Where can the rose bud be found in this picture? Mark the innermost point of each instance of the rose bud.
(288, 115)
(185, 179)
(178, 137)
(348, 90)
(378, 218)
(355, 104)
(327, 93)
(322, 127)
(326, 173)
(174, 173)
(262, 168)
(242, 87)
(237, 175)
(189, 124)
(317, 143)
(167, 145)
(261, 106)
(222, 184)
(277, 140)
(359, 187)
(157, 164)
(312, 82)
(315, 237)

......

TO DO: Take the entries above and transcribe them exactly.

FINISHED EXERCISE:
Where can the rose bud be found in this picture? Mark the innermost point of each instance of the rose bud.
(288, 115)
(185, 179)
(178, 137)
(348, 90)
(378, 218)
(355, 104)
(327, 93)
(322, 127)
(326, 173)
(174, 173)
(262, 168)
(242, 87)
(237, 175)
(189, 124)
(317, 143)
(167, 145)
(261, 106)
(222, 184)
(277, 140)
(359, 187)
(157, 164)
(312, 82)
(315, 237)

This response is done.